WHAT NEEDS TO BE DONE –
Report how many of the lines below contain the string "swimmer". Count only case-sensitive matches, and reply with the number alone.

══════

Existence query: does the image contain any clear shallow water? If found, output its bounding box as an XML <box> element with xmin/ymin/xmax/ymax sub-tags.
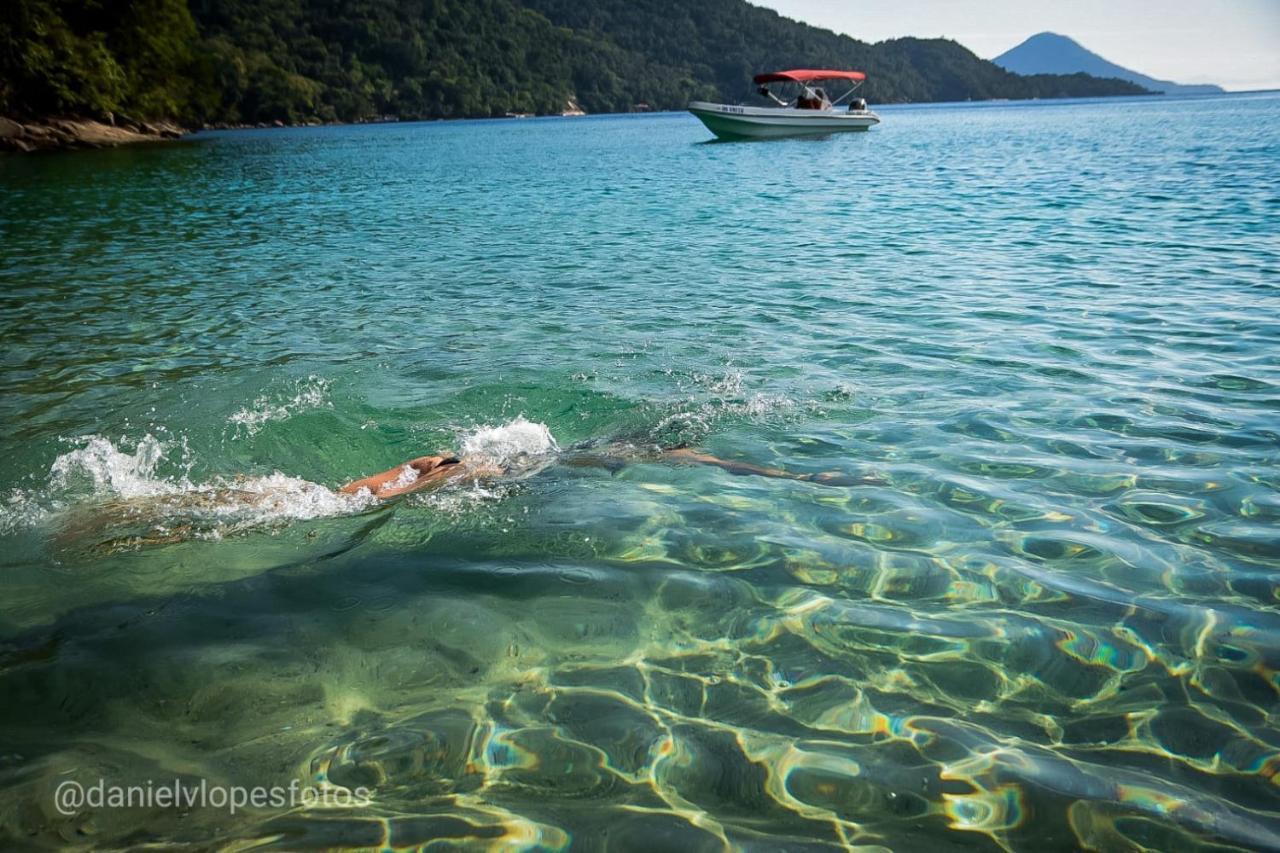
<box><xmin>0</xmin><ymin>95</ymin><xmax>1280</xmax><ymax>850</ymax></box>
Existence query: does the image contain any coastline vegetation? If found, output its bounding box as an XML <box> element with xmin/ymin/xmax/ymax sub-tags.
<box><xmin>0</xmin><ymin>0</ymin><xmax>1146</xmax><ymax>126</ymax></box>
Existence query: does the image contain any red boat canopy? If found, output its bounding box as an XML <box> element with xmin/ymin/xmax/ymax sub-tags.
<box><xmin>753</xmin><ymin>68</ymin><xmax>867</xmax><ymax>85</ymax></box>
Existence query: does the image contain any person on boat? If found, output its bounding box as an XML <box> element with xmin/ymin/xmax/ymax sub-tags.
<box><xmin>756</xmin><ymin>86</ymin><xmax>787</xmax><ymax>106</ymax></box>
<box><xmin>796</xmin><ymin>86</ymin><xmax>824</xmax><ymax>110</ymax></box>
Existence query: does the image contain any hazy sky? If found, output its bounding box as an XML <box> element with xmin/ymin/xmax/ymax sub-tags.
<box><xmin>753</xmin><ymin>0</ymin><xmax>1280</xmax><ymax>90</ymax></box>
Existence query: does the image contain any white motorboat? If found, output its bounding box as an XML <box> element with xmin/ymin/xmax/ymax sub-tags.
<box><xmin>689</xmin><ymin>68</ymin><xmax>879</xmax><ymax>140</ymax></box>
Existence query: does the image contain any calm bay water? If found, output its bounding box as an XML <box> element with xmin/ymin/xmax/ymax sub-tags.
<box><xmin>0</xmin><ymin>95</ymin><xmax>1280</xmax><ymax>850</ymax></box>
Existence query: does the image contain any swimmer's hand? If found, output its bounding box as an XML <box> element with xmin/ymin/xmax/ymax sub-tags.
<box><xmin>338</xmin><ymin>453</ymin><xmax>463</xmax><ymax>498</ymax></box>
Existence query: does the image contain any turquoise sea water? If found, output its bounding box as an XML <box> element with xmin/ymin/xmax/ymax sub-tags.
<box><xmin>0</xmin><ymin>95</ymin><xmax>1280</xmax><ymax>852</ymax></box>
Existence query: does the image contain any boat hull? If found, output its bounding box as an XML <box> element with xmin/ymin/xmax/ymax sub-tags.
<box><xmin>689</xmin><ymin>101</ymin><xmax>879</xmax><ymax>140</ymax></box>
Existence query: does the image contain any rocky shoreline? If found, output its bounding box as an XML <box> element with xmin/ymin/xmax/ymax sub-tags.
<box><xmin>0</xmin><ymin>117</ymin><xmax>186</xmax><ymax>152</ymax></box>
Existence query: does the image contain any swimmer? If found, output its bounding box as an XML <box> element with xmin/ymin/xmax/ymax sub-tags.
<box><xmin>338</xmin><ymin>446</ymin><xmax>882</xmax><ymax>500</ymax></box>
<box><xmin>54</xmin><ymin>442</ymin><xmax>883</xmax><ymax>555</ymax></box>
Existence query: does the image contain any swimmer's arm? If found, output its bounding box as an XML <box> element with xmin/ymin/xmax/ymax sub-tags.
<box><xmin>338</xmin><ymin>456</ymin><xmax>461</xmax><ymax>498</ymax></box>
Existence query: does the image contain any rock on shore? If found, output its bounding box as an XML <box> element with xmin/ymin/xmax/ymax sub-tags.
<box><xmin>0</xmin><ymin>117</ymin><xmax>184</xmax><ymax>151</ymax></box>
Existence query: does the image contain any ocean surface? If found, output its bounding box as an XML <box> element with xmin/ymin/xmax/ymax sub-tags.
<box><xmin>0</xmin><ymin>93</ymin><xmax>1280</xmax><ymax>853</ymax></box>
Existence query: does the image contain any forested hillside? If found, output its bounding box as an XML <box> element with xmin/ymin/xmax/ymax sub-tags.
<box><xmin>0</xmin><ymin>0</ymin><xmax>1143</xmax><ymax>124</ymax></box>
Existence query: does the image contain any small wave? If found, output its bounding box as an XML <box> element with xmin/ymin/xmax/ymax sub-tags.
<box><xmin>228</xmin><ymin>375</ymin><xmax>330</xmax><ymax>435</ymax></box>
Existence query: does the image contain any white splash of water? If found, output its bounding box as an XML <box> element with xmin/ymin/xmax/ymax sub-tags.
<box><xmin>228</xmin><ymin>375</ymin><xmax>330</xmax><ymax>435</ymax></box>
<box><xmin>0</xmin><ymin>434</ymin><xmax>373</xmax><ymax>538</ymax></box>
<box><xmin>460</xmin><ymin>415</ymin><xmax>559</xmax><ymax>469</ymax></box>
<box><xmin>49</xmin><ymin>434</ymin><xmax>191</xmax><ymax>498</ymax></box>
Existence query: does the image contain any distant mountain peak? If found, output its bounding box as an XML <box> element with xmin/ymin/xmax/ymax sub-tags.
<box><xmin>991</xmin><ymin>32</ymin><xmax>1222</xmax><ymax>95</ymax></box>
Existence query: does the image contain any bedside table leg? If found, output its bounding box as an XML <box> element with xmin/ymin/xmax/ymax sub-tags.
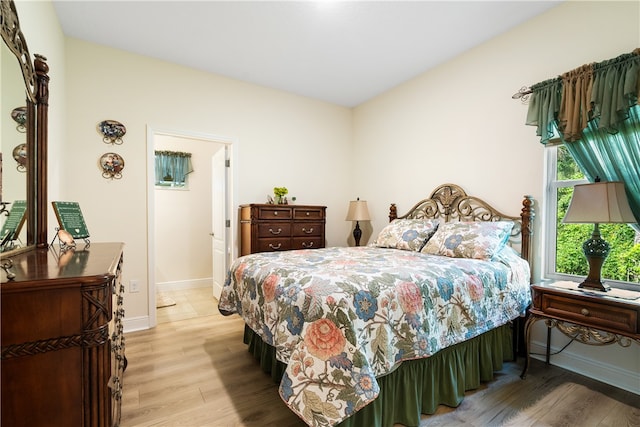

══════

EXERCISE SOLUTION –
3